Location annotation dataset excerpts
═══

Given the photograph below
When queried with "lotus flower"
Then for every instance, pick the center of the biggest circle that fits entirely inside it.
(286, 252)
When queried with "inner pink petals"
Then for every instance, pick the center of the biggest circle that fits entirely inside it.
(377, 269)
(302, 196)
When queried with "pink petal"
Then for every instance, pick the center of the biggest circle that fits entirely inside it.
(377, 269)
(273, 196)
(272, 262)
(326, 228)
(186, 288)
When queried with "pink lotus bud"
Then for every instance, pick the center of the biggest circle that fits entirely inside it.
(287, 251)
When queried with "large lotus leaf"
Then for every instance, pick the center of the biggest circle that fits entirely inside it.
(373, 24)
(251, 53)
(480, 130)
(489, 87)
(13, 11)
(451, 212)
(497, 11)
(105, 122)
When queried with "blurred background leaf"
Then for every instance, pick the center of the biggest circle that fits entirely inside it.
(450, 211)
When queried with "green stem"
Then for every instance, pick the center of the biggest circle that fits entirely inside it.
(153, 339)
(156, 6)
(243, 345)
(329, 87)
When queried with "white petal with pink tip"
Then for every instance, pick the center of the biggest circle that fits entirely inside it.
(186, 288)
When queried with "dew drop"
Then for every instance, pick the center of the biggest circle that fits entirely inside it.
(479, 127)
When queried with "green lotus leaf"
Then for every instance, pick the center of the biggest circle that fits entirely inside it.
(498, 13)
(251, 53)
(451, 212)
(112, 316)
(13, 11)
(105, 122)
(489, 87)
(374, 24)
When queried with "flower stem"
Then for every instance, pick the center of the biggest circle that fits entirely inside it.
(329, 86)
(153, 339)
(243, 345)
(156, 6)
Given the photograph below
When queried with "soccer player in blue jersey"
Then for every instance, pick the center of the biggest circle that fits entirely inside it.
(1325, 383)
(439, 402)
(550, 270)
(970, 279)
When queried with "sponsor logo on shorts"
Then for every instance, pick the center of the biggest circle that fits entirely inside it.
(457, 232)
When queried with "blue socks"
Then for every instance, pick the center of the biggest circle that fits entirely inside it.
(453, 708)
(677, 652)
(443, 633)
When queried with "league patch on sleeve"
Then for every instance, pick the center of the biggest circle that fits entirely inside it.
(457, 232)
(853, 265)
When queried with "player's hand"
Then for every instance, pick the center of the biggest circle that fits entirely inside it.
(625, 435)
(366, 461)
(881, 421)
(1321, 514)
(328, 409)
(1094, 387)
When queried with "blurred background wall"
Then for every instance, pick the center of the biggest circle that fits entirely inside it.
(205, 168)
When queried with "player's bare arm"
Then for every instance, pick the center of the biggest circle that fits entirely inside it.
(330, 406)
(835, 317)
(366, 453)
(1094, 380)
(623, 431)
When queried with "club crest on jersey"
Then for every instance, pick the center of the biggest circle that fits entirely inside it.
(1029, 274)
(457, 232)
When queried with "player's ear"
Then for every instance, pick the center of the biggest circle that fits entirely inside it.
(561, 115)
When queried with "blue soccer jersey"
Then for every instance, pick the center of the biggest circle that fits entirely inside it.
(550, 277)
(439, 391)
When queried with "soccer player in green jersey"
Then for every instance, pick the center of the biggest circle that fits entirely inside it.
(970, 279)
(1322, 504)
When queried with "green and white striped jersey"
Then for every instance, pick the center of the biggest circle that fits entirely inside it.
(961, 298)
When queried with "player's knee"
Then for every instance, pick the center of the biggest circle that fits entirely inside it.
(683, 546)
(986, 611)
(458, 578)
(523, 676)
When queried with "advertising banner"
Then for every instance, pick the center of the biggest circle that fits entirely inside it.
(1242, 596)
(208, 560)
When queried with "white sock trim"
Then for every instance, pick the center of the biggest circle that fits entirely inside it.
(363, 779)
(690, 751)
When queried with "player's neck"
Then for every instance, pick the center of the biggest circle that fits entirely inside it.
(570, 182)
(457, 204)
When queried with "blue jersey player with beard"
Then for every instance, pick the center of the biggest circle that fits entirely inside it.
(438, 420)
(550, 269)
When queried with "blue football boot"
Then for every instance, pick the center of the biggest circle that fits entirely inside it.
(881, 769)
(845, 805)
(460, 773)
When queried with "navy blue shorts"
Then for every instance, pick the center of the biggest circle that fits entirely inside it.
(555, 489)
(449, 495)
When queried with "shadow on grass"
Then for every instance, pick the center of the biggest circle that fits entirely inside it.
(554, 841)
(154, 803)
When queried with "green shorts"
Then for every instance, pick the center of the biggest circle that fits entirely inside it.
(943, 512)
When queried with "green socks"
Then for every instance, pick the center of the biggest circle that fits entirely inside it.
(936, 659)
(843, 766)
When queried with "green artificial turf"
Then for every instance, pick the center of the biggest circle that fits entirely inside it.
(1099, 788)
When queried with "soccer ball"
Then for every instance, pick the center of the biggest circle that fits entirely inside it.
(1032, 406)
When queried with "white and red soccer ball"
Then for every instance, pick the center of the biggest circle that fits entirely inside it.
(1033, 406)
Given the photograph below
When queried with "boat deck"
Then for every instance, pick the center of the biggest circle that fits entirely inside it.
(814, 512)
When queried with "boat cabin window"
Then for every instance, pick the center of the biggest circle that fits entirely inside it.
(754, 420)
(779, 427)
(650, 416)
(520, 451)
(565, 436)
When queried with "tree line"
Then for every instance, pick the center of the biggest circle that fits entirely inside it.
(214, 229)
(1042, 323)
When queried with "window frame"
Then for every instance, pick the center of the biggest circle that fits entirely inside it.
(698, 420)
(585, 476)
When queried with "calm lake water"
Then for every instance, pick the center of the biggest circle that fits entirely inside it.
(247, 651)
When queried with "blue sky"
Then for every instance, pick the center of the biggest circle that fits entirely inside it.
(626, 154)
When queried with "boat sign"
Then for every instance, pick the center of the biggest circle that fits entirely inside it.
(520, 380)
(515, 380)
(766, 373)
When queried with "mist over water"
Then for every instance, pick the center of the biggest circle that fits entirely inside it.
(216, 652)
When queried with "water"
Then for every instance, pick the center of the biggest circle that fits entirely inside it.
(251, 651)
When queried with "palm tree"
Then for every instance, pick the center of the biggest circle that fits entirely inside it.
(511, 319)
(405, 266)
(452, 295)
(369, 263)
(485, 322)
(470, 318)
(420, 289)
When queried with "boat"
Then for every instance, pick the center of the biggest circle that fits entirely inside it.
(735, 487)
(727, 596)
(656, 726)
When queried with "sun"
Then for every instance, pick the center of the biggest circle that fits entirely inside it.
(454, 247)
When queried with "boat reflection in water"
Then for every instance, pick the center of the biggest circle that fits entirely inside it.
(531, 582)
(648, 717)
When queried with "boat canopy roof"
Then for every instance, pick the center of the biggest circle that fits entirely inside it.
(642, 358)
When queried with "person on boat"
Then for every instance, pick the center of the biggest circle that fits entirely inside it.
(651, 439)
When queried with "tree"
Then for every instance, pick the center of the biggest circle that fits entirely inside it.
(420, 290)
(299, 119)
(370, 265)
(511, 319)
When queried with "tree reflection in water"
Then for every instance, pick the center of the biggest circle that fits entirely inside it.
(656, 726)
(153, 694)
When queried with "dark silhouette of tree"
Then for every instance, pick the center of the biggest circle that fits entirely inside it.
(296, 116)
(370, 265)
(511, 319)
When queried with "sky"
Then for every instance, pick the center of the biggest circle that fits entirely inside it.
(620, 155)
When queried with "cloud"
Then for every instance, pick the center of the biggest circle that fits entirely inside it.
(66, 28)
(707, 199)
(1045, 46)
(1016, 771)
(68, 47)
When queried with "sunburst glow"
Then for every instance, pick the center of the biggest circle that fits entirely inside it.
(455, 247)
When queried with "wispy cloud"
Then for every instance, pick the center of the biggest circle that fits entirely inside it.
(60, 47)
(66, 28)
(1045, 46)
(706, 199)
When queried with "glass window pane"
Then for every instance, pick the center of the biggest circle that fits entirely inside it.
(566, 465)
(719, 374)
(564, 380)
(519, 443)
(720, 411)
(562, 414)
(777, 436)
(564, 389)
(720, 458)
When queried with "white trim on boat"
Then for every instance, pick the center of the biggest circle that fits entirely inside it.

═══

TASK DESCRIPTION
Count the lines in the material that contain the word "jersey" and give only that number.

ANSWER TO THIS EXERCISE
6